- **What to work on**: With nothing left out, give the data back exactly.

══════════════════════════════

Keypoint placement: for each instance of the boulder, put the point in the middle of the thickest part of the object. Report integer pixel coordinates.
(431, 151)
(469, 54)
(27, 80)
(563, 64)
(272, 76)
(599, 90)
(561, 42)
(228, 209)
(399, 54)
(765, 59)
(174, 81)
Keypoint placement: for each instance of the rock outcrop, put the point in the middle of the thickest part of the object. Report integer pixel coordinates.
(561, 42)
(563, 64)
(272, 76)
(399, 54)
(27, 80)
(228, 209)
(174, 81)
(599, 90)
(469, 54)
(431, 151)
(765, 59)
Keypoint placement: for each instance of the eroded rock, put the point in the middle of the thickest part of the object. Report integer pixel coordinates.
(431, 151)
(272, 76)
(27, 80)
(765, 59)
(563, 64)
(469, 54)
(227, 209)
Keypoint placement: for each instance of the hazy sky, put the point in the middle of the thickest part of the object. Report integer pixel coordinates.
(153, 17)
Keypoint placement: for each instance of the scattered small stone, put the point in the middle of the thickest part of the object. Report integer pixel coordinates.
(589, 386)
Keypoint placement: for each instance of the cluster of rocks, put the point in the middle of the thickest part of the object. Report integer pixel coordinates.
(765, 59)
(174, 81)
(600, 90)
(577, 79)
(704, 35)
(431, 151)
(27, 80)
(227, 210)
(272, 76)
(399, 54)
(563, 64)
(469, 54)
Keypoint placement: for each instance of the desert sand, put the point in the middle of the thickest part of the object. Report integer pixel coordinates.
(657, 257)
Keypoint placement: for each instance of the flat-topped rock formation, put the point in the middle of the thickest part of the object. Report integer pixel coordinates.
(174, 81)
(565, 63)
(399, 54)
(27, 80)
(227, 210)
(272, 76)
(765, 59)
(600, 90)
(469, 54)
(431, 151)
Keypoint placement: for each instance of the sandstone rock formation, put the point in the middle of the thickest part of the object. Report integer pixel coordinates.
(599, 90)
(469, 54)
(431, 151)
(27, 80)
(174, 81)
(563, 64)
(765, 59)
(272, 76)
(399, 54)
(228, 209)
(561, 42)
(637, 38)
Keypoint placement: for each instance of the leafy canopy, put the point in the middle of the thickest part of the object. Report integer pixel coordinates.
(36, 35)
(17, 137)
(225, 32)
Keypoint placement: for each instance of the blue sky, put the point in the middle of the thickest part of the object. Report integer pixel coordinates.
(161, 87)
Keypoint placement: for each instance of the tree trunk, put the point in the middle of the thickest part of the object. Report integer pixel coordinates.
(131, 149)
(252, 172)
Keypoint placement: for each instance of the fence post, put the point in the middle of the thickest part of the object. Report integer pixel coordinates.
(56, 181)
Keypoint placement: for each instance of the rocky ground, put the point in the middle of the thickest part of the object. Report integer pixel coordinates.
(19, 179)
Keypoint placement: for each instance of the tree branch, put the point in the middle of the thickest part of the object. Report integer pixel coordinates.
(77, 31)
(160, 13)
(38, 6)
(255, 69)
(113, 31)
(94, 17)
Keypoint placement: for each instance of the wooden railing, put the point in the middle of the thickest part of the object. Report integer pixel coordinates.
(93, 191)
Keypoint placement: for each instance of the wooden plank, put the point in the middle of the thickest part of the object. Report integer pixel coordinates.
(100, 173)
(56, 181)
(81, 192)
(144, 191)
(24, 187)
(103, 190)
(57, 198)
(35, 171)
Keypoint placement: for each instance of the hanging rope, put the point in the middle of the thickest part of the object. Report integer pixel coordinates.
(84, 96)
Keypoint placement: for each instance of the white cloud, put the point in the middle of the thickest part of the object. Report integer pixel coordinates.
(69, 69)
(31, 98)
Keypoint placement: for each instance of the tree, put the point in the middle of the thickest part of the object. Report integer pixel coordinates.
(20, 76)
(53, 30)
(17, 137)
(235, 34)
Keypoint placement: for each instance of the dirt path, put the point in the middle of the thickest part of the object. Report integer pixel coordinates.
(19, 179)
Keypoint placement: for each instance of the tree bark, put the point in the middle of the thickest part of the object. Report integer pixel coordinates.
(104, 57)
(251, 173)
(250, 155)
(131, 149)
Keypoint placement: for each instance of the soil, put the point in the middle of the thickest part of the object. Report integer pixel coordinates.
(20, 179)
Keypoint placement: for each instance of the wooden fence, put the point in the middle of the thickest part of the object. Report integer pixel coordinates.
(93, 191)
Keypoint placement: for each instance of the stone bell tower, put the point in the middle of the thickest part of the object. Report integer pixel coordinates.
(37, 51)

══════════════════════════════

- **Task answer**:
Keypoint placement: for each instance of the boulder, put the point in the middle of the thickest part of the object. Report integer pixel coordinates.
(431, 151)
(469, 54)
(27, 80)
(563, 64)
(272, 76)
(599, 90)
(561, 42)
(228, 209)
(399, 54)
(765, 59)
(174, 81)
Keypoint placement: for each instance of the rock outcrop, put the point in the middle of the thickest part of the object. Report integer pixel coordinates.
(561, 42)
(563, 64)
(272, 76)
(399, 54)
(27, 80)
(228, 209)
(174, 81)
(599, 90)
(469, 54)
(431, 151)
(765, 59)
Keypoint placement: for each instance of the eroded rock, put the point in the middle of the thickest part of the object. Report integer pixel coordinates.
(431, 151)
(272, 76)
(27, 80)
(765, 59)
(563, 64)
(469, 54)
(227, 209)
Keypoint placement: for each instance of the hazy sky, put the point in the middle of the thickest part of the object. Report integer pixel coordinates.
(153, 17)
Keypoint placement: for each instance of the scattered small stone, put the point in the middle of the thickest part of the object. Report integer pixel coordinates.
(589, 386)
Keypoint placement: for each instance of the cluster of rocks, put the point in the middle of the thickest part of the object. Report integer pixel coordinates.
(765, 59)
(174, 81)
(600, 90)
(577, 79)
(704, 35)
(431, 151)
(27, 80)
(227, 210)
(272, 76)
(399, 54)
(563, 64)
(469, 54)
Keypoint placement: for each instance of the desert sand, put the point in the middle of the thickest part of the object. Report integer pixel coordinates.
(657, 257)
Keypoint placement: for each instance of the flat-topped rock formation, put the point in the middle of the thickest part of the object. Report integer pixel coordinates.
(174, 81)
(565, 63)
(399, 54)
(27, 80)
(227, 210)
(272, 76)
(765, 59)
(600, 90)
(469, 54)
(431, 151)
Keypoint placement: for each instance of the sandstone rock formation, put the point in the middle of the thickest part of the object. Report integer pixel coordinates.
(599, 90)
(469, 54)
(431, 151)
(27, 80)
(174, 81)
(563, 64)
(765, 59)
(272, 76)
(399, 54)
(228, 209)
(561, 42)
(637, 38)
Keypoint placement: for each instance of the leafy canopy, put the point in the middle of the thickest part of the object. Report integer pixel coordinates.
(36, 35)
(17, 137)
(225, 32)
Keypoint placement: for each instance of the blue sky, put the point in the middle of the thickest part of the object. Report integer pixel coordinates.
(161, 87)
Keypoint placement: for each instance of the tree trunk, put the point in the middle of the thickest part of the object. Report integer pixel coordinates.
(131, 149)
(252, 172)
Keypoint placement: for each instance of the fence post, put the point in the middle of the thickest part of the object. Report integer pixel coordinates.
(56, 181)
Keypoint placement: for each instance of the rocky ground, put the point in the middle of the thickest part of the object. Report integer pixel coordinates.
(19, 179)
Keypoint placement: for each instance of the tree branch, put the point in the middle of the thickest part of the object. Report integer pixel coordinates.
(77, 31)
(160, 13)
(38, 6)
(255, 69)
(113, 31)
(94, 17)
Keypoint placement: for each instance of the wooden railing, put the point in the middle of the thickest part of the object. Report integer pixel coordinates.
(93, 191)
Keypoint placement: for each instance of the wooden plank, put the point in the middle of the thickest part of the object. Report integer pixel coordinates.
(100, 173)
(56, 181)
(81, 192)
(144, 191)
(24, 187)
(103, 190)
(57, 198)
(35, 171)
Keypoint placement: for each instance of the hanging rope, put the point in the middle of the thickest part of the object. Report integer pixel coordinates.
(84, 96)
Keypoint placement: for each instance of the white cloud, put the point in the middle of the thickest part of the object. Report integer pixel coordinates.
(69, 69)
(31, 98)
Keypoint placement: for each instance of the tree, put the point in the middle of the thickest part of the object. Report integer pixel coordinates.
(20, 76)
(53, 30)
(17, 137)
(235, 34)
Keypoint placement: for each instance of the dirt path, put the point in the middle of the thickest part of the object. Report integer pixel coordinates.
(19, 179)
Keypoint placement: for each instance of the tree bark, put the point in the middle of the thickest part of the object. Report integer pixel coordinates.
(104, 57)
(251, 173)
(250, 155)
(131, 149)
Keypoint placement: for each instance of the soil, put the point in the middle of the thickest part of the object. Report integer pixel coordinates.
(20, 179)
Keypoint placement: for each instance of the wooden fence, put the point in the middle of the thickest part of the object. Report integer pixel coordinates.
(93, 191)
Keypoint placement: for each instance of the stone bell tower, put the point in the middle of the thickest part of the object. Report integer pixel coordinates.
(37, 51)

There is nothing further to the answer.